------ SUPPLIED RECORDS

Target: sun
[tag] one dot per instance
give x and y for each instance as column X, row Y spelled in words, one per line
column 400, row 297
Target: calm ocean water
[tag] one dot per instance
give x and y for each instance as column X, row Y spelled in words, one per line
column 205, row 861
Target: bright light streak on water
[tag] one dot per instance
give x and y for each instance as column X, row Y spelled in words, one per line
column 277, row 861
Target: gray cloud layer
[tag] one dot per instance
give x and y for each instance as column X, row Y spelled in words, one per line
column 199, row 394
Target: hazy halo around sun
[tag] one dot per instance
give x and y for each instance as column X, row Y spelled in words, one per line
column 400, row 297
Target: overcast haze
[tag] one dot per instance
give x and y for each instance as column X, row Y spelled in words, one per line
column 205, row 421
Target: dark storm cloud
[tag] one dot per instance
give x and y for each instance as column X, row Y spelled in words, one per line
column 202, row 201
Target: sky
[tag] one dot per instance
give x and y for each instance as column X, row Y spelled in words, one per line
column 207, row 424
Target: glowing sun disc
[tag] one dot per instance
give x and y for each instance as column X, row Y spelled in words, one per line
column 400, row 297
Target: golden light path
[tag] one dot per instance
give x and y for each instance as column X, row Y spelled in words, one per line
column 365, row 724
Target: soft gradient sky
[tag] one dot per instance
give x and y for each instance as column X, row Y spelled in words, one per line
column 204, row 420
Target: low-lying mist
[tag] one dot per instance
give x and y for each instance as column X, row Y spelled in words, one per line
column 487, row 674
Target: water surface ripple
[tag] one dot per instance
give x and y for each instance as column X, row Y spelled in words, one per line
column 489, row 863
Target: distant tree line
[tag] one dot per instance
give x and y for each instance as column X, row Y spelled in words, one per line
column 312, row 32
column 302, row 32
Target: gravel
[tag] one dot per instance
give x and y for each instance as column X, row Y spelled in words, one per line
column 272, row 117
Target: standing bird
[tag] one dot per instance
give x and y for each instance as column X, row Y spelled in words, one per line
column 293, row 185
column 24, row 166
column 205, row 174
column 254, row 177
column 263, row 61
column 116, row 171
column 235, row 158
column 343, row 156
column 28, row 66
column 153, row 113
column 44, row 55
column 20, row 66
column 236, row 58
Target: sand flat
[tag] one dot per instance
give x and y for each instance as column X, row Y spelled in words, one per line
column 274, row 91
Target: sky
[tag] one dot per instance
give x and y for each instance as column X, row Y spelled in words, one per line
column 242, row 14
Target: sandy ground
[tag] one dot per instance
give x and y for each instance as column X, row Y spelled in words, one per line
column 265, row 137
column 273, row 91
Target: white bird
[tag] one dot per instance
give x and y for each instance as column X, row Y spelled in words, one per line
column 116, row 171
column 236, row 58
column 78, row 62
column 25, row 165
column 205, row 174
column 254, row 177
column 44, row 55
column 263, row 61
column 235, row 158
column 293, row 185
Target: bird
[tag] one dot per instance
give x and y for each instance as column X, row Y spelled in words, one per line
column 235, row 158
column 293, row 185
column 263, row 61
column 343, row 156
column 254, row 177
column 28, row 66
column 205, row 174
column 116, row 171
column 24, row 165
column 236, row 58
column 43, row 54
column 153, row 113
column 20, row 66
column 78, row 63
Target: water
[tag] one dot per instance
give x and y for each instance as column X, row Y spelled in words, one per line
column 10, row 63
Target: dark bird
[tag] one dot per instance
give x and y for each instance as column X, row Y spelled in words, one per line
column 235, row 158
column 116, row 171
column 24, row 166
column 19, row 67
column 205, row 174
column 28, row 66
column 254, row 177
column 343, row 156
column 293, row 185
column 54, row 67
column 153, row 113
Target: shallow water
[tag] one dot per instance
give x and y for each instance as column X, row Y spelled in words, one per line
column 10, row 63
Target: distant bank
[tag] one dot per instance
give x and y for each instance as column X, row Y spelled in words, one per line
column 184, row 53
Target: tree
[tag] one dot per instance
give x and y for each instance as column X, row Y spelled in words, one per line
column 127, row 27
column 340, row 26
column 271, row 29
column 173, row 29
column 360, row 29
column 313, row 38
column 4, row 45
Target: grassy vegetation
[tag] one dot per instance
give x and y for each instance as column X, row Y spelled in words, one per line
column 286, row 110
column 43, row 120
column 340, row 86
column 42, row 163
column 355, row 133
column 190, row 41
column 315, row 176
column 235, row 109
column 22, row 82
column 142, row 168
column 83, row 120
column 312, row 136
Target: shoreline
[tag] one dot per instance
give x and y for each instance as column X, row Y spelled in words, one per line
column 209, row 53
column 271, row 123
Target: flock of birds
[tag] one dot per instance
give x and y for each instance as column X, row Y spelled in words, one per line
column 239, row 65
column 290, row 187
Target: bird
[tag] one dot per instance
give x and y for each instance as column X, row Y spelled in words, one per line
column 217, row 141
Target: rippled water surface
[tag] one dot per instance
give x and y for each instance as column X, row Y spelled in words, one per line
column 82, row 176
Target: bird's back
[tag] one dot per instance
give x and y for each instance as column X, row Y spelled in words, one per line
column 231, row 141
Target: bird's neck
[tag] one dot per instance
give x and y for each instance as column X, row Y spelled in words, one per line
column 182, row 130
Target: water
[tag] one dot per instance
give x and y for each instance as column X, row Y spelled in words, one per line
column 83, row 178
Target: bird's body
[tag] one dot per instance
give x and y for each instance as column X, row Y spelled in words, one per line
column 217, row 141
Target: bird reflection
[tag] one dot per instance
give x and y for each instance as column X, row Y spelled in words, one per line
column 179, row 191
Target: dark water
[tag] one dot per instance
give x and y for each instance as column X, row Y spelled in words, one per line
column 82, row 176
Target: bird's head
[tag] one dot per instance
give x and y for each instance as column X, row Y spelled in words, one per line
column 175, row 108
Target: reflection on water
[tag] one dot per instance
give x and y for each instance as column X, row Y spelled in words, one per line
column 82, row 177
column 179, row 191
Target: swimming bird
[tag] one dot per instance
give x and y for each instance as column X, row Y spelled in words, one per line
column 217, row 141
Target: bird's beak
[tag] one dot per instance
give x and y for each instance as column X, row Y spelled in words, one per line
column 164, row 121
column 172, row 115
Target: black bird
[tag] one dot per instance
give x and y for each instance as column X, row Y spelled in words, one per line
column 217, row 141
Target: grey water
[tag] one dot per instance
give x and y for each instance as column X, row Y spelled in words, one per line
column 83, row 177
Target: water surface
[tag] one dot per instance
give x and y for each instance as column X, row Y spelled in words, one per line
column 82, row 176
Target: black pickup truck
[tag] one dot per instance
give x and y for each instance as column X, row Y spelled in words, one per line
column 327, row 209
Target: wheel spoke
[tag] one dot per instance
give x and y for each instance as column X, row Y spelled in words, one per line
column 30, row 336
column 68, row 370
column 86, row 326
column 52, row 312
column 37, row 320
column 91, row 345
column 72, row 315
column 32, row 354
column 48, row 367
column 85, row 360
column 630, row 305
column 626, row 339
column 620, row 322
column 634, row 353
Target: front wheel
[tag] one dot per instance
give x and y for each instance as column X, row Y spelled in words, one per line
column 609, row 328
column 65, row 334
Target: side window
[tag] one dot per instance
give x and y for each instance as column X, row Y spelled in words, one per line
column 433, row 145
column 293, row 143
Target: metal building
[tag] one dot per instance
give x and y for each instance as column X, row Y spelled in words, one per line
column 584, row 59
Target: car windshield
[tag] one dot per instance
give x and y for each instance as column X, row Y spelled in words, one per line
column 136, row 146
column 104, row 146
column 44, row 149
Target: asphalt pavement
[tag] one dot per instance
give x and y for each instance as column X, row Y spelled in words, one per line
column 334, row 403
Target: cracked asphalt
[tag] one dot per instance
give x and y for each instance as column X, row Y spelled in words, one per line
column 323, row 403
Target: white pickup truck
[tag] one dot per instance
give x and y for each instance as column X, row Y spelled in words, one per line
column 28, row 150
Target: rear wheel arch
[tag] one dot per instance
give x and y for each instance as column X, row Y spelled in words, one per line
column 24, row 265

------------

◆ WORK TO BE COMPLETED ◆
Filter the data above down to lines with the word "reflection", and copy them.

◆ OUTPUT OF THE EXERCISE ◆
Target: bird reflection
Target: reflection on water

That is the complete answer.